** Start Reading passage **

In addition to Replacement Sheets containing the corrected drawing figure(s), applicant is required to submit a marked-up copy of each Replacement Sheet including annotations indicating the changes made to the previous version. The marked-up copy must be clearly labeled as “Annotated Sheets” and must be presented in the amendment or remarks section that explains the change(s) to the drawings. See 37 CFR 1.121(d)(1). Failure to timely submit the proposed drawing and marked-up copy will result in the abandonment of the application.
Claim Rejections - 35 USC § 112
The following is a quotation of 35 U.S.C. 112(b):
(b) CONCLUSION.—The specification shall conclude with one or more claims particularly pointing out and distinctly claiming the subject matter which the inventor or a joint inventor regards as the invention.
The following is a quotation of 35 U.S.C. 112 (pre-AIA ), second paragraph:
The specification shall conclude with one or more claims particularly pointing out and distinctly claiming the subject matter which the applicant regards as his invention.
Claim 3 is rejected under 35 U.S.C. 112(b) or 35 U.S.C. 112 (pre-AIA ), second paragraph, as being indefinite for failing to particularly point out and distinctly claim the subject matter which the inventor or a joint inventor (or for applications subject to pre-AIA 35 U.S.C. 112, the applicant), regards as the invention.
Claim 3 recites “a depth range of about 5 nm from the outer surface of the primary particles in the outermost portion of the secondary particle and facing the surface of the secondary particle” this language is unclear. In agglomerated secondary particles the outer surfaces of the outermost primary particles should simultaneously also be the outer surface of the secondary particle. For examination purposes this claim will be interpreted as the surface of the secondary particles will face towards itself.

** End Reading passage **
** Start Recorded information **

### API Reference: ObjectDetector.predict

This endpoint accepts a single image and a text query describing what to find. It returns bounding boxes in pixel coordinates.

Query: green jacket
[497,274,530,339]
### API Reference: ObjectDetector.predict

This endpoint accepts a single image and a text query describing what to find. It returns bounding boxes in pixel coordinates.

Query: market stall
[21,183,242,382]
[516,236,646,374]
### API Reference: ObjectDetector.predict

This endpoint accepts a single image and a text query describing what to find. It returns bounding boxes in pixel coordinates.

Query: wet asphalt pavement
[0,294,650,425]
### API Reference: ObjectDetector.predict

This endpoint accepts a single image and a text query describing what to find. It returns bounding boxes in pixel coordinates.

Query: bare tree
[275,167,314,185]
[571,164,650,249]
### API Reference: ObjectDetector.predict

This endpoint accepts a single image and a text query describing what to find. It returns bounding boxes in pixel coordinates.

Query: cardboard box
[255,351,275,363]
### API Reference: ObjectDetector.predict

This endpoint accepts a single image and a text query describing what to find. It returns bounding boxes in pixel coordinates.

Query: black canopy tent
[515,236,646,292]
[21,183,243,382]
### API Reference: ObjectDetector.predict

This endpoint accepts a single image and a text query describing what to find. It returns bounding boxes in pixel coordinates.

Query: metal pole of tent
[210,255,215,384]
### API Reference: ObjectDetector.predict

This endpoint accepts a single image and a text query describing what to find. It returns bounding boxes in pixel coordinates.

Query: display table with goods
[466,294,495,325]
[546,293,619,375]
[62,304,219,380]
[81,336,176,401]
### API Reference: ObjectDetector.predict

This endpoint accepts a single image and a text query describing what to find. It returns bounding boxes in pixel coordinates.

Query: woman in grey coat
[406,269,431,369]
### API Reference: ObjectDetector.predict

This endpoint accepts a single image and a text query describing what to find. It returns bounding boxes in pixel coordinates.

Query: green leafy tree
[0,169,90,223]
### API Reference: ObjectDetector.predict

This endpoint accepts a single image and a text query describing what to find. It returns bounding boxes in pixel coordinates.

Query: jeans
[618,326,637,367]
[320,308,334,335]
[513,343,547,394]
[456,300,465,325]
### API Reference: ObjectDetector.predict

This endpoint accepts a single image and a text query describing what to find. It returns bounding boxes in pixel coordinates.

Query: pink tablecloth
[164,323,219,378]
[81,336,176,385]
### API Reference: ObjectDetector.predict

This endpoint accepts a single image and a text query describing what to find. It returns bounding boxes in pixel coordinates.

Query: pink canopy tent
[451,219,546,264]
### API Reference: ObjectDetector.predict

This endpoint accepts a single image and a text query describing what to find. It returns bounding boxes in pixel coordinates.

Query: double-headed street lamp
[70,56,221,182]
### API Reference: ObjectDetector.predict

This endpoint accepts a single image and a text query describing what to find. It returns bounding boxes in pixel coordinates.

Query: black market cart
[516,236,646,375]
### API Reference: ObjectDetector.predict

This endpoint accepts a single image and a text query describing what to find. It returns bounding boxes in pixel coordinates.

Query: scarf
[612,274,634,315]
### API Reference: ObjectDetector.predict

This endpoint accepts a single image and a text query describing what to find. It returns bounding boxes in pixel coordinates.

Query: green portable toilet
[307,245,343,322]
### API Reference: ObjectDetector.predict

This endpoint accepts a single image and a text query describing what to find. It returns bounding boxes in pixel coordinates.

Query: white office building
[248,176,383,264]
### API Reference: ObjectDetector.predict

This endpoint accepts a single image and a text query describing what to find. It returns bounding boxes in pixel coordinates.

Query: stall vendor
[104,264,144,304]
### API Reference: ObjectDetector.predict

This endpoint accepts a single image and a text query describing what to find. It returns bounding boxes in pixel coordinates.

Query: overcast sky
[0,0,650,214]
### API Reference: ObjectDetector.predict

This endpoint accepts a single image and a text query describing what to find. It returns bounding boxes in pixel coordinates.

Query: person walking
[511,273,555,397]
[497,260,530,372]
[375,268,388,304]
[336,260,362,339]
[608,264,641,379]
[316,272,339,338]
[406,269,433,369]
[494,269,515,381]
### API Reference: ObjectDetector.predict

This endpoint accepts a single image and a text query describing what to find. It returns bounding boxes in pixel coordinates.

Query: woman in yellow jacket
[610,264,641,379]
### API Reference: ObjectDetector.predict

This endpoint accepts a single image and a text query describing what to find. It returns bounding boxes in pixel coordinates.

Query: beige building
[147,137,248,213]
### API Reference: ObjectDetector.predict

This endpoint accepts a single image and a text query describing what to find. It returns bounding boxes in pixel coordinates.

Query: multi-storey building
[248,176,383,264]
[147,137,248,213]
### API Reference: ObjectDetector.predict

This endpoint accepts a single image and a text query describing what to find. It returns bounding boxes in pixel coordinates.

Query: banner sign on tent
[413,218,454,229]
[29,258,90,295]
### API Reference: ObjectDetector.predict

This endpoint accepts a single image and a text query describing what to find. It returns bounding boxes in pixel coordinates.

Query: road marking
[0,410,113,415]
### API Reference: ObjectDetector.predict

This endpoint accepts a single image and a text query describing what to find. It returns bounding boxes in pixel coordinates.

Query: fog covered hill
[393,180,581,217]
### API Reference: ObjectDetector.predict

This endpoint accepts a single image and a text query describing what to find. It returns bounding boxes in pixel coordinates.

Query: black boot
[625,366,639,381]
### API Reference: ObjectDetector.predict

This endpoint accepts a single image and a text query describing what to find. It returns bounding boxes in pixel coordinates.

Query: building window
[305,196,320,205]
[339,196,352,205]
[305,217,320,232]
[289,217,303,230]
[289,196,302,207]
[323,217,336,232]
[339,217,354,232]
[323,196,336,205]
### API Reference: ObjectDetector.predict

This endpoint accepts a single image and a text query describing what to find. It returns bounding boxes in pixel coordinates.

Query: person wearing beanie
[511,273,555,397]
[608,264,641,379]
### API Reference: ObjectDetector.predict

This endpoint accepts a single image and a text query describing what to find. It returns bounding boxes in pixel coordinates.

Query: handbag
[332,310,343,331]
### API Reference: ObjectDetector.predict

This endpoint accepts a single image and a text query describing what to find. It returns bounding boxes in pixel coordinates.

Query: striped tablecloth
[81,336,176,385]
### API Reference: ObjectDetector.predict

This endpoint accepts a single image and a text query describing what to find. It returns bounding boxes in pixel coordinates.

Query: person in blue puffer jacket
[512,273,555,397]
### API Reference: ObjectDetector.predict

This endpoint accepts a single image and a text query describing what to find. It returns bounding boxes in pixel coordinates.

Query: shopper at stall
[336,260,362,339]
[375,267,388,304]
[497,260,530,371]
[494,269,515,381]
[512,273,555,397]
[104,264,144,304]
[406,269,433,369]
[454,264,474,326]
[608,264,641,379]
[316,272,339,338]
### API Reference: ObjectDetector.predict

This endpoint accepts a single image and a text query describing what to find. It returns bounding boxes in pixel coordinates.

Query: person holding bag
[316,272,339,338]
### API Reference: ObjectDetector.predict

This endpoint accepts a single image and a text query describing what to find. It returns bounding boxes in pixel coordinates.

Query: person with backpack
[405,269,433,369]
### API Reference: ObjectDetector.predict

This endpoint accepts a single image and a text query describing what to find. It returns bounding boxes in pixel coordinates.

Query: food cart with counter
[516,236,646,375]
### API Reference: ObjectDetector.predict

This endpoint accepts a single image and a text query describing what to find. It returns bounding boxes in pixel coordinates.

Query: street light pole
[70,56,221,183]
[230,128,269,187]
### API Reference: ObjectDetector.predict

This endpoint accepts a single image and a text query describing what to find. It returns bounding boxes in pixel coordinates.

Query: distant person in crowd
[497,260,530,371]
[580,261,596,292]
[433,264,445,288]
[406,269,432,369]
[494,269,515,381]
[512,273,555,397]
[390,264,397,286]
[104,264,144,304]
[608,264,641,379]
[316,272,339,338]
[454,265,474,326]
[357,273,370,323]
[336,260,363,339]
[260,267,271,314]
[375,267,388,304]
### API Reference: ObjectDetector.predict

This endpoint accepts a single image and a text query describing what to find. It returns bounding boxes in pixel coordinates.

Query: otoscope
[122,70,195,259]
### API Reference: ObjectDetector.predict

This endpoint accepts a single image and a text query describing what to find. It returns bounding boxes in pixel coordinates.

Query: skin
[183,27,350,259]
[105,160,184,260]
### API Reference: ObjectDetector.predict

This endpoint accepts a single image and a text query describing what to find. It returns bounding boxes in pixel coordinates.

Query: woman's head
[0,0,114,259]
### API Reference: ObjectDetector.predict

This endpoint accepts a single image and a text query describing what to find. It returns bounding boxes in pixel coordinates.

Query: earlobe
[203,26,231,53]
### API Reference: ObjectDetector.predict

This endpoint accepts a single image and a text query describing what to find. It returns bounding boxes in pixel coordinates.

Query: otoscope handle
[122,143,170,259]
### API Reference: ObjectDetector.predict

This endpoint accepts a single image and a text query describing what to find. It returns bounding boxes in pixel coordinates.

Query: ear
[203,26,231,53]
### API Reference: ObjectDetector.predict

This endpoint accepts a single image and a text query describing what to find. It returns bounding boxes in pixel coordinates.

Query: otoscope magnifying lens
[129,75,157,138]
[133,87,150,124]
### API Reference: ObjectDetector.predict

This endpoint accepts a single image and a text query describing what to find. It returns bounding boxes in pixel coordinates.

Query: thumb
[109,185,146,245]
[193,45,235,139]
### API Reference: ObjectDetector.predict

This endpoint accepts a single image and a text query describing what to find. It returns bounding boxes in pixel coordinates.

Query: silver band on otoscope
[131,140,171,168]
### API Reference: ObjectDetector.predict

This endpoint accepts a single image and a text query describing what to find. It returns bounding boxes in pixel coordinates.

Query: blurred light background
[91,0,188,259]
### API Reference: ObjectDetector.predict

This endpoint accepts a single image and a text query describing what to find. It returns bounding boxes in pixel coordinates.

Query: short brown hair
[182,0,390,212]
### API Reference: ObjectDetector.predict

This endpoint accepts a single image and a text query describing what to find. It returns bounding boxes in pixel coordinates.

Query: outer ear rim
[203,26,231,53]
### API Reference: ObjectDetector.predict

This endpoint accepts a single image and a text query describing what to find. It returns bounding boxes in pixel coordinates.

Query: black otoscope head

** End Recorded information **

Set exercise 1:
Answer these questions using the office action:
(a) What label must the marked-up copy of each Replacement Sheet carry?
(b) Which claim is rejected as indefinite?
(c) What will happen if the proposed drawing and marked-up copy are not submitted in time?
Set exercise 2: Reproduce the passage of the office action that begins at the words "In addition to" and stops after the words "of the application.".

Worked solution 1:
(a) It must be clearly labeled as "Annotated Sheets."
(b) Claim 3.
(c) The application will be abandoned.

Worked solution 2:
In addition to Replacement Sheets containing the corrected drawing figure(s), applicant is required to submit a marked-up copy of each Replacement Sheet including annotations indicating the changes made to the previous version. The marked-up copy must be clearly labeled as “Annotated Sheets” and must be presented in the amendment or remarks section that explains the change(s) to the drawings. See 37 CFR 1.121(d)(1). Failure to timely submit the proposed drawing and marked-up copy will result in the abandonment of the application.